=== Try it ===
Restate the data below word for word, leaving nothing out.
═══ Given information ═══
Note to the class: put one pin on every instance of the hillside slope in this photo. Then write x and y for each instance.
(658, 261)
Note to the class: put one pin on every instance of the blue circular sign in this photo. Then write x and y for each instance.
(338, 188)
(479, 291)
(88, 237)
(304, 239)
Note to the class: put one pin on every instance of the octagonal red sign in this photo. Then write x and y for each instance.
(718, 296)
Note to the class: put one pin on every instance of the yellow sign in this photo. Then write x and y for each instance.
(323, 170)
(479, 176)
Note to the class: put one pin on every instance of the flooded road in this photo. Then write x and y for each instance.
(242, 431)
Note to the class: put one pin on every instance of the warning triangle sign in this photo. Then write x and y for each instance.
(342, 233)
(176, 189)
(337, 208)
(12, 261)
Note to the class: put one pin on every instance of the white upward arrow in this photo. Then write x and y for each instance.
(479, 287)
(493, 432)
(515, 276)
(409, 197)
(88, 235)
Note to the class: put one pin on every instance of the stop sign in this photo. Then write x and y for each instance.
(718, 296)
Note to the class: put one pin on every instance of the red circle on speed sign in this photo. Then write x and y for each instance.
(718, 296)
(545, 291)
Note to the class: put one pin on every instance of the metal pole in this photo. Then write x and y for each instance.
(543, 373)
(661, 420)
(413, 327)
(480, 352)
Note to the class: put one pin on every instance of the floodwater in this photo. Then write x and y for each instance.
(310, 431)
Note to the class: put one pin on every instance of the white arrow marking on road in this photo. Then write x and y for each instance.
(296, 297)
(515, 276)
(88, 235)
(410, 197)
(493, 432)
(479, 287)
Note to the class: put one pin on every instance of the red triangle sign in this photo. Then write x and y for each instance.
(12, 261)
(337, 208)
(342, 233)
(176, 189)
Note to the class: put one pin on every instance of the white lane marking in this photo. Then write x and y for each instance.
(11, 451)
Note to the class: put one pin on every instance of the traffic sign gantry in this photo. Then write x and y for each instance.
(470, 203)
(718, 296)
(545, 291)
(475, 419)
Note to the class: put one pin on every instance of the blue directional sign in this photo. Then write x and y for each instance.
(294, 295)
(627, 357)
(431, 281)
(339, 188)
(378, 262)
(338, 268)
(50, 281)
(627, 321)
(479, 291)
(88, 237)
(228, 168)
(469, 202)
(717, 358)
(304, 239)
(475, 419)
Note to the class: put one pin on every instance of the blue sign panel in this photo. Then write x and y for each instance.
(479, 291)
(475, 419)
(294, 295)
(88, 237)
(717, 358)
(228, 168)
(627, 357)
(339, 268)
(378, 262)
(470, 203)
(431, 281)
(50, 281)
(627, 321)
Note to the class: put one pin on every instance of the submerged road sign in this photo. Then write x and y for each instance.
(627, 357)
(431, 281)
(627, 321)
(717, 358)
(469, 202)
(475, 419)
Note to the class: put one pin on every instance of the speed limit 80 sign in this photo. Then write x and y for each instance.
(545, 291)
═══
=== Exercise response ===
Note to the class: put one pin on every instance of the hillside slope in this photo. Then write x and y for each instance.
(658, 261)
Note to the class: put one pin on every instance of the blue circular sign in this photo. Then write x and y for each instance.
(338, 188)
(479, 291)
(88, 237)
(304, 239)
Note to the class: put one pin on every instance of the octagonal red sign in this photo. Then write x and y for each instance.
(718, 296)
Note to the class: put one pin on every instance of the yellow sign in this photo. Then write x and y for each instance.
(323, 170)
(479, 176)
Note to the class: put one pin on every instance of the flooded road in this photo. Then write x and y for each instance.
(242, 431)
Note to the class: put one pin on every instance of the warning triangle sign in this photo. Then write x and y for each instance.
(342, 233)
(176, 189)
(337, 208)
(12, 261)
Note to the class: put one pin on every instance of the white upward arrow in this photo. Then write x and y for each instance.
(479, 287)
(493, 432)
(515, 276)
(409, 197)
(88, 235)
Note to the class: put one pin on every instance of the stop sign in this photo. Then write x and y for each instance.
(718, 296)
Note to the class: put one pin on every instance of the red circle on speed sign in this photo. Then write x and y for each instance.
(718, 296)
(545, 291)
Note to the class: put one pin on every instance of the metal pole in this photo. Then write x and y for each instance.
(543, 373)
(661, 420)
(413, 327)
(480, 352)
Note to the class: put one pin on every instance of the floodwater in this photo. Then write x and y for each instance.
(310, 431)
Note to the class: put one pin on every instance of the white arrow marking on road in this photo. Then write x and y for each instance.
(296, 297)
(515, 276)
(88, 235)
(410, 197)
(493, 432)
(479, 287)
Note to the class: put one pin on every instance of the red triangle sign in this photo. Then write x and y for each instance.
(12, 261)
(337, 208)
(342, 233)
(176, 189)
Note to the class: put one pin on every instance of the white lane marking in this photo. Then write x and y for each instance.
(11, 451)
Note to the class: put one pin on every instance of the traffic sign gantry in this photo. Then write x and y for each instance.
(470, 203)
(718, 296)
(545, 291)
(475, 419)
Note to the class: put one pin on every instance of the blue directional sign in this photo. Then write x and y for each instance.
(294, 295)
(627, 357)
(431, 281)
(339, 188)
(378, 262)
(338, 268)
(50, 281)
(627, 321)
(479, 291)
(88, 237)
(228, 168)
(469, 202)
(717, 358)
(304, 239)
(475, 419)
Note to the class: put one pin on every instance of the blue sign panel in this photo. Then write x and y for each instance.
(479, 291)
(475, 419)
(294, 295)
(88, 237)
(717, 358)
(228, 168)
(627, 357)
(339, 268)
(378, 262)
(470, 203)
(431, 281)
(50, 281)
(627, 321)
Note to the class: put one pin on every instance of the submerged road sign in this photo. Then write x and y for each instance.
(627, 357)
(431, 281)
(627, 321)
(717, 358)
(469, 202)
(475, 419)
Note to the class: put one pin on every instance of the speed limit 80 sign in this photo. Then write x and y for each instance.
(545, 291)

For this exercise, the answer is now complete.